Report each line from the records where the string "clicks" turns up.

## Given entries
- Opening Delimiter -

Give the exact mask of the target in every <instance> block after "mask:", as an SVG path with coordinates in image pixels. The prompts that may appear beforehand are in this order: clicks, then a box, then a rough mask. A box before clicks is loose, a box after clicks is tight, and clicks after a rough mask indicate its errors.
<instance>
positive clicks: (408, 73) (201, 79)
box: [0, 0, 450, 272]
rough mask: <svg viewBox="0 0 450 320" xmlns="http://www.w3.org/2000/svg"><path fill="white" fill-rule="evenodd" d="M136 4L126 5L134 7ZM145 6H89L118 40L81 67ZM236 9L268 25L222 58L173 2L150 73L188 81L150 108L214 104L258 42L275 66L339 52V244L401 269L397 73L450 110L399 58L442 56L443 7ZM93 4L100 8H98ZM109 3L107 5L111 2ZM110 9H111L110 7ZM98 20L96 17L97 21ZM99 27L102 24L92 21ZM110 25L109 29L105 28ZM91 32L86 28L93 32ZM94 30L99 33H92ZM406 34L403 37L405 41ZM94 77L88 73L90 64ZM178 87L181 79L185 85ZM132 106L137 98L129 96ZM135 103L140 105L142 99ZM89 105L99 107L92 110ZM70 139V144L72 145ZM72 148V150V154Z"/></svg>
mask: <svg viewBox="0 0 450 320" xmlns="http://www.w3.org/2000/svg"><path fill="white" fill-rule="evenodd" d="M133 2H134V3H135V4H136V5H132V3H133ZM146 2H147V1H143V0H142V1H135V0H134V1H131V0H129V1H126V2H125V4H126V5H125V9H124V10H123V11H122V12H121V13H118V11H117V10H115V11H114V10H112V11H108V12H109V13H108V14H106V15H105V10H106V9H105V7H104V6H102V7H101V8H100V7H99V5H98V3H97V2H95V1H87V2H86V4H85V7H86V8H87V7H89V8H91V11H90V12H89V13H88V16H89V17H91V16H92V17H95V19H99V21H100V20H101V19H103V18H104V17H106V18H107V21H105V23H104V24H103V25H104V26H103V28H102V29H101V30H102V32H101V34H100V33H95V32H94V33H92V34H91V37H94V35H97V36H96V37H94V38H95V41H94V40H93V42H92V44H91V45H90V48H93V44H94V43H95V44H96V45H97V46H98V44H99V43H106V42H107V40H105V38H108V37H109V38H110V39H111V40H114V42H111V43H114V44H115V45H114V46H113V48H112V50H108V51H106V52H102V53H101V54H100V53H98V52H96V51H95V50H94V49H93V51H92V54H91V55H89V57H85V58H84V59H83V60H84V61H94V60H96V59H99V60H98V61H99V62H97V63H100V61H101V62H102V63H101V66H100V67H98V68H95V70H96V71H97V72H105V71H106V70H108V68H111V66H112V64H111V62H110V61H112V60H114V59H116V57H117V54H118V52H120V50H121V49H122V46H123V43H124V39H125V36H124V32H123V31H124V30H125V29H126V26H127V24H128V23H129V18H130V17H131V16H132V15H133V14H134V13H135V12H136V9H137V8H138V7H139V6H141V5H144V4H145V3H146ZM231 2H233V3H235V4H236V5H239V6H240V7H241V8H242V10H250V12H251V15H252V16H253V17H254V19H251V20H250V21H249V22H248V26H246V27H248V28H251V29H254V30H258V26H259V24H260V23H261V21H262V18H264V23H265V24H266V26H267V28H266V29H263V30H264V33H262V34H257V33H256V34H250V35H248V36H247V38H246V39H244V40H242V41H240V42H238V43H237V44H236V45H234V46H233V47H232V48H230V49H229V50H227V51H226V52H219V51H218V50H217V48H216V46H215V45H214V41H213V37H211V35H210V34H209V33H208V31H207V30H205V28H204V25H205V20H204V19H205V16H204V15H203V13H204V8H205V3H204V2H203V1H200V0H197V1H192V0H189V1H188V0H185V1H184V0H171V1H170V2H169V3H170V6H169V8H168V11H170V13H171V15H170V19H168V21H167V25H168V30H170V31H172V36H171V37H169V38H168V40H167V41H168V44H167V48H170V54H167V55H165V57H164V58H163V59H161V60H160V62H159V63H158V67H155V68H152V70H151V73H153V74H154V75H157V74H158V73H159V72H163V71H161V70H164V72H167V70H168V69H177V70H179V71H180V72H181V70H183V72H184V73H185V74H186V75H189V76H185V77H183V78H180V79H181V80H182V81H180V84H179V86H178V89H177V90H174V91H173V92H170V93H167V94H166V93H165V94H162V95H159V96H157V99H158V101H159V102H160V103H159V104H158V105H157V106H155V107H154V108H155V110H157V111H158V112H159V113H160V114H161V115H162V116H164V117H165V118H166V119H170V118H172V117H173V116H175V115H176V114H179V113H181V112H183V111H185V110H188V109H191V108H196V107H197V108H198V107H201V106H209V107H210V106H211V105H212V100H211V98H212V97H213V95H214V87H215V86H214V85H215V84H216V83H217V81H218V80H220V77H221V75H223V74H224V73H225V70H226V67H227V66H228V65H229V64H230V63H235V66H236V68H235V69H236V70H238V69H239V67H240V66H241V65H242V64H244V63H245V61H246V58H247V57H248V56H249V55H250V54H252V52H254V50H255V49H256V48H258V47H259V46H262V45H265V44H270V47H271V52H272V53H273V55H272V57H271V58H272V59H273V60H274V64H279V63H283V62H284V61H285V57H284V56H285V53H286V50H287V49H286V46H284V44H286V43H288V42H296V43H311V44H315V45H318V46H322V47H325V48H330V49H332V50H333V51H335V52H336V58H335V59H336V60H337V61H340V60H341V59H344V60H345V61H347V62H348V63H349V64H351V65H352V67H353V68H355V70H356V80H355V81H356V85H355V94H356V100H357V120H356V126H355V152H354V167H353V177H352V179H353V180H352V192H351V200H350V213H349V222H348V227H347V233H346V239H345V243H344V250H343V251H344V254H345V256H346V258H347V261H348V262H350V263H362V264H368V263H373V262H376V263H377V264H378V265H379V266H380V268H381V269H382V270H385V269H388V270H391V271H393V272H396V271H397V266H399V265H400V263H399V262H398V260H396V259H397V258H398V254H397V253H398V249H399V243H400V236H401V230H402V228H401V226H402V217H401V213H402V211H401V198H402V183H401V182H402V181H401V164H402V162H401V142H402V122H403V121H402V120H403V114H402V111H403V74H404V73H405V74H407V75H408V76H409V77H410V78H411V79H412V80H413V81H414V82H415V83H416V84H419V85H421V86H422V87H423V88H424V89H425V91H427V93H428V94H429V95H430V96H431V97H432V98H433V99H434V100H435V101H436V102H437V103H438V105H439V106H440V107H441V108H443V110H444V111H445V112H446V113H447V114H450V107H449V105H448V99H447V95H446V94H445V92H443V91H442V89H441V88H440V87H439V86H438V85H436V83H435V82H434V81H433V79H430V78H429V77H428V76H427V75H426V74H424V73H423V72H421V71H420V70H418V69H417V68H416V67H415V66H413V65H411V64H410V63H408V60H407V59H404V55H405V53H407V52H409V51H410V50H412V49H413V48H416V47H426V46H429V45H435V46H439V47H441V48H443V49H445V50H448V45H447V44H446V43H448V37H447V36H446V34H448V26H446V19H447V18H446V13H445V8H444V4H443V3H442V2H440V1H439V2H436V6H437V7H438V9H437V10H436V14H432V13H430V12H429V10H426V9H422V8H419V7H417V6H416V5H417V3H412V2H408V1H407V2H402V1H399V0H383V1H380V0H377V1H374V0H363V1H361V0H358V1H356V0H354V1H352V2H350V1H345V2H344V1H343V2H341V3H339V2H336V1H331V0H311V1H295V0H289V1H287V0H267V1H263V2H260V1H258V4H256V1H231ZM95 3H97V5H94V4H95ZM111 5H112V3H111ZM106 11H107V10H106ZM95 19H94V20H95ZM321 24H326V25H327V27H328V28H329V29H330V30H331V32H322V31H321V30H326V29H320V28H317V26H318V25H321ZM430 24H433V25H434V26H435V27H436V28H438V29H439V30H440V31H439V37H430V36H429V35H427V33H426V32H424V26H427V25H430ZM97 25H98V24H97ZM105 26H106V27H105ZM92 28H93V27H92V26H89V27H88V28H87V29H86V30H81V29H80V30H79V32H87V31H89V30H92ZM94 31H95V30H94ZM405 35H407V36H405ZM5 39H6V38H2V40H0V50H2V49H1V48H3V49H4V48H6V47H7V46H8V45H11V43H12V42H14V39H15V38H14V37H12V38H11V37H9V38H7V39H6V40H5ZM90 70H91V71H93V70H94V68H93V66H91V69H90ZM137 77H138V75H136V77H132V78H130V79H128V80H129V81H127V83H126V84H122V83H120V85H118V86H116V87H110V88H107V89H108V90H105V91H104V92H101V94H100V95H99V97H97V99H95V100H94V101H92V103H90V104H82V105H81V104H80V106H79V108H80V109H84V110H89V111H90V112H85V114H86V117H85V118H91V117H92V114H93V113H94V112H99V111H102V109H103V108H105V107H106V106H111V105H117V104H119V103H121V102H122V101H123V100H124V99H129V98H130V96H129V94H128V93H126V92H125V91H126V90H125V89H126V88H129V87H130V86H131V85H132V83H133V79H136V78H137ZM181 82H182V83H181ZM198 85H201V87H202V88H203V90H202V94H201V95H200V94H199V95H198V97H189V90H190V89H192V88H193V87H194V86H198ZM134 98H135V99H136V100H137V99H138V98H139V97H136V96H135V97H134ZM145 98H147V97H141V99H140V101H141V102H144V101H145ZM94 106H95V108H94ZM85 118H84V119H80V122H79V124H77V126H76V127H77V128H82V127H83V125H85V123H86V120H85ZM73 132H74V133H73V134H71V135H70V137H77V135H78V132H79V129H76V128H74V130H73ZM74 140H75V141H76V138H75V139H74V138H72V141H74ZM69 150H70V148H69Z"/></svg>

- Closing Delimiter -

## Your solution
Give the exact mask of the target in every <instance> block after "mask:", as an SVG path with coordinates in image pixels. The prompts that may appear beforehand are in this order: clicks, then a box, then a rough mask. A box before clicks is loose, a box after clicks is tight, and clicks after a rough mask indicate its errors.
positive clicks: (408, 73) (201, 79)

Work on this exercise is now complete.